● **Given problem**
Copy the lines below verbatim, beginning with the line containing "trace the outline of every instance of the woman" and continuing through the line containing "729 283 L 728".

___ Recorded data

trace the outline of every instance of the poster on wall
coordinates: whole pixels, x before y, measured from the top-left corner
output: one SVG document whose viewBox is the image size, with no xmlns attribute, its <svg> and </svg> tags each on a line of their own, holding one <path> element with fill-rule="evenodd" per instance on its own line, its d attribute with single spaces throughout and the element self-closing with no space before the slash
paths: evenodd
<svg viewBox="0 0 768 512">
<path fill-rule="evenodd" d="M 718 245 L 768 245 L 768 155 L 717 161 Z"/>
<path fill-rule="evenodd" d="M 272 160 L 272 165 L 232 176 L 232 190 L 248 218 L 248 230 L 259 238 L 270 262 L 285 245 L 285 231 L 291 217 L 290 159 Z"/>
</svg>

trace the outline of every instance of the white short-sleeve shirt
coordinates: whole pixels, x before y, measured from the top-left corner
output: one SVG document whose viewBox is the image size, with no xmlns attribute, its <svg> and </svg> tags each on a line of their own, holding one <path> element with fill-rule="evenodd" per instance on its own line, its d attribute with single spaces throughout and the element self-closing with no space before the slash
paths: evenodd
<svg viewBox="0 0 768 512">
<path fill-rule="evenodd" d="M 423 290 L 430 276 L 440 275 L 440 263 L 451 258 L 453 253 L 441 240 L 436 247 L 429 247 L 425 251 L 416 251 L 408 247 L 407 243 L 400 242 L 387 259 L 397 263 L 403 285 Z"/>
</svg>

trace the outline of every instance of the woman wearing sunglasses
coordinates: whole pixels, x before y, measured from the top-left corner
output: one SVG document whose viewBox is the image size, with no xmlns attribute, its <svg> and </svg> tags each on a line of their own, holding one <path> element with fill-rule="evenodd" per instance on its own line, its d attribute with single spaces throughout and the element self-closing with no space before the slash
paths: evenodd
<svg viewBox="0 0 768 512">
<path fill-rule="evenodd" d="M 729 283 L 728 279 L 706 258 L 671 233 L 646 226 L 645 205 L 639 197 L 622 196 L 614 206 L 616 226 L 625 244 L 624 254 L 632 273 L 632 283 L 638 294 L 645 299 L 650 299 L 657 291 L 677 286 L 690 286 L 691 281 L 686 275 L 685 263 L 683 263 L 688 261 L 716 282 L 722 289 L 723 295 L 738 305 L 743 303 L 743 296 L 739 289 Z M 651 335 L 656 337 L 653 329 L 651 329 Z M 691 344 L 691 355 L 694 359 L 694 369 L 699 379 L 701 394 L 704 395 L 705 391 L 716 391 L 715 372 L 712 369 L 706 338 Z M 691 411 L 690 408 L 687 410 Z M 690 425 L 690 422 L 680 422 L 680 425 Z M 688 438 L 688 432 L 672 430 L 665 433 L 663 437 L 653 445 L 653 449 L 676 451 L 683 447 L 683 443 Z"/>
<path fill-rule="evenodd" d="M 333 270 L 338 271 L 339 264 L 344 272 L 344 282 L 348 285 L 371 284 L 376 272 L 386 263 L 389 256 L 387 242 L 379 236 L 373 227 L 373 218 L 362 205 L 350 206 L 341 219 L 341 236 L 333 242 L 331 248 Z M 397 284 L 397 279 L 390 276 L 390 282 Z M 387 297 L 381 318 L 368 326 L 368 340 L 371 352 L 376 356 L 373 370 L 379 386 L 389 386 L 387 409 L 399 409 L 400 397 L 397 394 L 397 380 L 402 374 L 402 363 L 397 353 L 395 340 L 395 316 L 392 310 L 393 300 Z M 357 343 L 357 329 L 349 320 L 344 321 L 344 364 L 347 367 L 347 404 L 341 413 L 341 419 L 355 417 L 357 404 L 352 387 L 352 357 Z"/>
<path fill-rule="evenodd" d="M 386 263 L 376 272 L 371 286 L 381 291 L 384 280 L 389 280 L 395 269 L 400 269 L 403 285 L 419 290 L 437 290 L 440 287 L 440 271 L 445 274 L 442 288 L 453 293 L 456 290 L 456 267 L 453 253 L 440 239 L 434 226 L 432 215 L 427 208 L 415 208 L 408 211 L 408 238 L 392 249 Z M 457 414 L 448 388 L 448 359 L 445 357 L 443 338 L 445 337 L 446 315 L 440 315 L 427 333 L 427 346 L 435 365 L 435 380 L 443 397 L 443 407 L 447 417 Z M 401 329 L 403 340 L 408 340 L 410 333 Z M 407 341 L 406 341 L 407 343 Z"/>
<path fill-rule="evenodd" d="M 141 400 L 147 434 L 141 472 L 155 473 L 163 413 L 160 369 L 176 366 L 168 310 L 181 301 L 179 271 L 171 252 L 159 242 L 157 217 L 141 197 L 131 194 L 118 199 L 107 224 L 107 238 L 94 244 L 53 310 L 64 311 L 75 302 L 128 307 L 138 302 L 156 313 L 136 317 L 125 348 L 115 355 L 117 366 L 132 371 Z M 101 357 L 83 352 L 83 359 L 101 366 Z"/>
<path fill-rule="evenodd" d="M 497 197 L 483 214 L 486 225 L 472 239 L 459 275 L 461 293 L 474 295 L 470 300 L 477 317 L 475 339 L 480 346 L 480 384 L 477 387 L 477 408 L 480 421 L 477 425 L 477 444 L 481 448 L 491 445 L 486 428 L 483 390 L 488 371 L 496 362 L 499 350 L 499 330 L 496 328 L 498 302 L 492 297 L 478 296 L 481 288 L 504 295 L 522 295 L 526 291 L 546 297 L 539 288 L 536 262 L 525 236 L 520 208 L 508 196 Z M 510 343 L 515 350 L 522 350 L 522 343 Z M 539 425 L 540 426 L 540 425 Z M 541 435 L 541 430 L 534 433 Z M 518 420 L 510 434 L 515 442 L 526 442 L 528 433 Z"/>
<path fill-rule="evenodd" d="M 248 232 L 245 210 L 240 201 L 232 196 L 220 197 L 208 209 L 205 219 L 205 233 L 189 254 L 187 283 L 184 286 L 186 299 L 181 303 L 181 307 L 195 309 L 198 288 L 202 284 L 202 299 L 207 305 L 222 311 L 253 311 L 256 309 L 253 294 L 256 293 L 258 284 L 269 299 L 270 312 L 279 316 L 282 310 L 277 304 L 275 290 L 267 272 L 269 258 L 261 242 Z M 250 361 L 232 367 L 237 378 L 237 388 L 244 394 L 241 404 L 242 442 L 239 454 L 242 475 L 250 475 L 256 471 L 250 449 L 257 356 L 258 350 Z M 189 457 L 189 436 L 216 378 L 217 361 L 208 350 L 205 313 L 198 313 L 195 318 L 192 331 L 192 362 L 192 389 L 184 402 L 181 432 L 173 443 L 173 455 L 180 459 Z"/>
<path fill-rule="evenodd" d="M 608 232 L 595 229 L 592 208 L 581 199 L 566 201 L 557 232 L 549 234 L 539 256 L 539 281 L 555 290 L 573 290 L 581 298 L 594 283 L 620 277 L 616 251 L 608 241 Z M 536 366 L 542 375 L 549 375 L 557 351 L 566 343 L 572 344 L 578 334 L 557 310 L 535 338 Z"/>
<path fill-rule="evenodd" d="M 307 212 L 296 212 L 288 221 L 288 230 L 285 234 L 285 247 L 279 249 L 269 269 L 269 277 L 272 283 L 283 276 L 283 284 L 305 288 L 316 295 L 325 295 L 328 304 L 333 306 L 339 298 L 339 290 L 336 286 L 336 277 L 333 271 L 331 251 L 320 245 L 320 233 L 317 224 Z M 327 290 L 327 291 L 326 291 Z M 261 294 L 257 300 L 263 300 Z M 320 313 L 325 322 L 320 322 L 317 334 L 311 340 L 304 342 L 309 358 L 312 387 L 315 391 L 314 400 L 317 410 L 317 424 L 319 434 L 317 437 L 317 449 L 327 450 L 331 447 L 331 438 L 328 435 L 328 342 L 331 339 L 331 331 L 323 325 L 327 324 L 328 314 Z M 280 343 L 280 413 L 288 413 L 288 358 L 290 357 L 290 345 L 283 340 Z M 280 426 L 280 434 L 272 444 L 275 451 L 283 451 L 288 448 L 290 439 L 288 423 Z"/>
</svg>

______

● **Solution for this problem**
trace the outline of every instance of the woman wearing sunglasses
coordinates: whole pixels, x before y, measured from the top-left corner
output: one SVG document whose viewBox is the image size, with no xmlns attribute, its <svg> and </svg> tags each on a line of their own, holding one <path> element with fill-rule="evenodd" per instance on its own line, its d attribute with single spaces throughout and the element self-closing with no space before the slash
paths: evenodd
<svg viewBox="0 0 768 512">
<path fill-rule="evenodd" d="M 729 283 L 728 279 L 706 258 L 671 233 L 646 226 L 645 205 L 639 197 L 622 196 L 614 206 L 616 226 L 625 244 L 624 254 L 632 273 L 632 283 L 638 294 L 645 299 L 650 299 L 657 291 L 677 286 L 690 286 L 691 281 L 686 275 L 685 263 L 683 263 L 688 261 L 716 282 L 722 289 L 723 295 L 738 305 L 743 303 L 743 296 L 739 289 Z M 651 335 L 656 337 L 653 329 L 651 329 Z M 691 344 L 691 355 L 694 359 L 694 369 L 699 379 L 701 394 L 704 395 L 705 391 L 716 391 L 715 372 L 712 369 L 706 338 Z M 691 411 L 690 408 L 687 410 Z M 690 425 L 690 422 L 680 422 L 680 425 Z M 688 438 L 688 432 L 672 430 L 665 433 L 663 437 L 653 445 L 653 449 L 676 451 L 683 447 L 683 443 Z"/>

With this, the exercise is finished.